(director: Roger Michell; screenwriter: Hanif Kureishi; cinematographer: Haris Zambarloukos; editor: Nic Gaster; music: songs by Corinne Bailey Rae/additional music by Ms. Rae and David Arnold; cast: Peter O’Toole (Maurice), Leslie Phillips (Ian), Jodie Whittaker (Jessie), Richard Griffiths (Donald), Vanessa Redgrave (Valerie); Runtime: 95; MPAA Rating: R; producer: Kevin Loader; Miramax; 2006)

“The only thing that resonated with me was O’Toole, who is at his playful best playing a role made to order for him of the boozer rascal who could charm a snake.”

Reviewed by Dennis Schwartz

Even in an awkward part that calls for the frail 74-year-old Peter O’ Toole to be foolishly gawking at a nubile beauty and wearing a leaky catheter, he stills brings a strong combination of self-mockery and stature to a slight film that lives through his remarkable performance. Roger Michell (“The Mother”) keeps it as a showcase film for O’Toole to do his thing unimpeded and take the role wherever, while writer Hanif Kureishi tries to get to some substance about youth, beauty and aging and, at the same time, to keep it from getting too cutesy and falling too deeply into sitcom or Golden Pond territory. But the story never catches fire and the only thing that resonated with me was O’Toole, who is at his playful best playing a role made to order for him of the boozer rascal who could charm a snake.

_Supplied records:_

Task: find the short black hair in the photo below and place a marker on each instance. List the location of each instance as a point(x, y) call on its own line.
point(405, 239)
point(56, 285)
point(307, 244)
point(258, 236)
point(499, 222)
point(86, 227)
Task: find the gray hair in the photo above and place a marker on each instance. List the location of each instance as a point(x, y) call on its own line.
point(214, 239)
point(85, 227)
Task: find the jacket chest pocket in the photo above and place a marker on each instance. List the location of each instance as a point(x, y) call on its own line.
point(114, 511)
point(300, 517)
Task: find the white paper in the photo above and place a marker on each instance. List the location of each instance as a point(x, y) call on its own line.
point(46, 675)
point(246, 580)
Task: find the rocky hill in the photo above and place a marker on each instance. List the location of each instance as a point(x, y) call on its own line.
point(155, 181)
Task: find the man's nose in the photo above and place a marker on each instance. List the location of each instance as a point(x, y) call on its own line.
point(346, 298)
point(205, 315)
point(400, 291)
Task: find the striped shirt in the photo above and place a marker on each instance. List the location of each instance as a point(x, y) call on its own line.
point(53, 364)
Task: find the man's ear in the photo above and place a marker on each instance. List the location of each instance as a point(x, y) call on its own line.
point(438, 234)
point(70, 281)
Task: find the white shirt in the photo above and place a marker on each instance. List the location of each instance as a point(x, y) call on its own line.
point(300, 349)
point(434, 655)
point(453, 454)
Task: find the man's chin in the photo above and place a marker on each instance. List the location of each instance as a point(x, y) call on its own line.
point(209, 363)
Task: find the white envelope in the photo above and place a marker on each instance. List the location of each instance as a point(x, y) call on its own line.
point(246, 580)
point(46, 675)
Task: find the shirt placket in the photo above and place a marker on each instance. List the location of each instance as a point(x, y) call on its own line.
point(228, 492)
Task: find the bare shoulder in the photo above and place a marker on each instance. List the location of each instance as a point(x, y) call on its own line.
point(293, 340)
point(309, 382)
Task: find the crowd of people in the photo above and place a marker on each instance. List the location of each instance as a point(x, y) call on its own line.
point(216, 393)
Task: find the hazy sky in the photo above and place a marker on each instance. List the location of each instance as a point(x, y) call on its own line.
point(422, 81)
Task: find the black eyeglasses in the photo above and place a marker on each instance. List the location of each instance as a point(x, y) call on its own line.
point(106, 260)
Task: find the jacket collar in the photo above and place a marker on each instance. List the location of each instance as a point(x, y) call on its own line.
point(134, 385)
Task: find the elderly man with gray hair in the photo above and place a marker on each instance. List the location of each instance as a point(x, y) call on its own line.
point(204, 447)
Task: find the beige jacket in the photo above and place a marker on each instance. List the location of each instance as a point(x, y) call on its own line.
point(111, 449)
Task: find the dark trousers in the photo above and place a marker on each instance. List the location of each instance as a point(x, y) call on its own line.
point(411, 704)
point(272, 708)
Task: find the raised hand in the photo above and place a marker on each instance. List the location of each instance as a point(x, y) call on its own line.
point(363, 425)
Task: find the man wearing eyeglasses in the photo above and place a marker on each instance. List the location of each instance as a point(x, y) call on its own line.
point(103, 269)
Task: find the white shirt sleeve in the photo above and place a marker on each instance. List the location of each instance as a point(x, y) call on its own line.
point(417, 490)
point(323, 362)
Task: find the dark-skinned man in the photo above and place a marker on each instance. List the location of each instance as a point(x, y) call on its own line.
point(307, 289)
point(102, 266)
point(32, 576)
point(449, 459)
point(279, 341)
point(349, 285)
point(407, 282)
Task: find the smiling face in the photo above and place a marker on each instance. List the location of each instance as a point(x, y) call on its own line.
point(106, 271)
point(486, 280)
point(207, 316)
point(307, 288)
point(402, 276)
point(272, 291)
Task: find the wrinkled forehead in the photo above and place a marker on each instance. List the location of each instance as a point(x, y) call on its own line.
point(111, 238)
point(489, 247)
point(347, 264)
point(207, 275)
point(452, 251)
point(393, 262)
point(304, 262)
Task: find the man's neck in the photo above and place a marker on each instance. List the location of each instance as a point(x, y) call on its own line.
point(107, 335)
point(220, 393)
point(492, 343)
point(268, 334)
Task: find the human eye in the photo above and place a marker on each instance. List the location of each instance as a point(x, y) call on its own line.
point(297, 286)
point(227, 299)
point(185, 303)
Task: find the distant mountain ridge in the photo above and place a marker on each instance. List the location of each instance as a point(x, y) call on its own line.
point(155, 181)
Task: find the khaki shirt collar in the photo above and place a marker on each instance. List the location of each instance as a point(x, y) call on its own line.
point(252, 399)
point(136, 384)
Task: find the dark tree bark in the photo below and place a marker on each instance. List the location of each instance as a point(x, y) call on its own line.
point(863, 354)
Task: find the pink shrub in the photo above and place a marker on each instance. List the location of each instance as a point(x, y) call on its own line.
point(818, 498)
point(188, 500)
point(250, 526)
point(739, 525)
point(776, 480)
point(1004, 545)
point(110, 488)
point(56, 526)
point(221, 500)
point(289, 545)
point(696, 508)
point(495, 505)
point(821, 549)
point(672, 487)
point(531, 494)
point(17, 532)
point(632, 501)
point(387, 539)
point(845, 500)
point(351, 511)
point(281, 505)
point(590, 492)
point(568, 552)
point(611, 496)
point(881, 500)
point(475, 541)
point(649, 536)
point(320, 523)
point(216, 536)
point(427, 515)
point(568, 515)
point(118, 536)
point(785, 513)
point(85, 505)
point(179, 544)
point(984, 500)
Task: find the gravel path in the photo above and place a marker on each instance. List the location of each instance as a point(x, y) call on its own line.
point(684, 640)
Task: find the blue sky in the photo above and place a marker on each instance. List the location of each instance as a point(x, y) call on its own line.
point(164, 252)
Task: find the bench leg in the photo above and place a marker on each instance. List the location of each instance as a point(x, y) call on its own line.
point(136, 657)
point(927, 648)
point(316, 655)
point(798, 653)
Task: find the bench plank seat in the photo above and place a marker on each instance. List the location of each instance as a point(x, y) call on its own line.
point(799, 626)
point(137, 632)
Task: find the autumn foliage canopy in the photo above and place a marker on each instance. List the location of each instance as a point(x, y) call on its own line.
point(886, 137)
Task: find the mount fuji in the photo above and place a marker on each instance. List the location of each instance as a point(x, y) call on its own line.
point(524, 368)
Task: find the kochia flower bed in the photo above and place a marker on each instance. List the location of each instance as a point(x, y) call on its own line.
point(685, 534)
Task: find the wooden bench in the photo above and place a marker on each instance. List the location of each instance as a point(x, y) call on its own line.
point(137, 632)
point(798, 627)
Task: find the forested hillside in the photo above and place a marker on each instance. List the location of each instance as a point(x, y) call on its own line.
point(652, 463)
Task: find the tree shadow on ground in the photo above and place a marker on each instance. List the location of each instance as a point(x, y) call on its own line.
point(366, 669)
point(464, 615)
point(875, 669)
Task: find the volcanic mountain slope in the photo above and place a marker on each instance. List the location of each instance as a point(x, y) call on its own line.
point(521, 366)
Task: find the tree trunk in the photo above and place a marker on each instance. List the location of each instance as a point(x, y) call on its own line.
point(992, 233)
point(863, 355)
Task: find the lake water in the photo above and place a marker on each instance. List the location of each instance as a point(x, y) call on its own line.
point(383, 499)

_Task description:_
Reproduce verbatim the section of the film review above that opens with the words containing "(director: Roger Michell;" and closes with "Loader; Miramax; 2006)".

_Final answer:_
(director: Roger Michell; screenwriter: Hanif Kureishi; cinematographer: Haris Zambarloukos; editor: Nic Gaster; music: songs by Corinne Bailey Rae/additional music by Ms. Rae and David Arnold; cast: Peter O’Toole (Maurice), Leslie Phillips (Ian), Jodie Whittaker (Jessie), Richard Griffiths (Donald), Vanessa Redgrave (Valerie); Runtime: 95; MPAA Rating: R; producer: Kevin Loader; Miramax; 2006)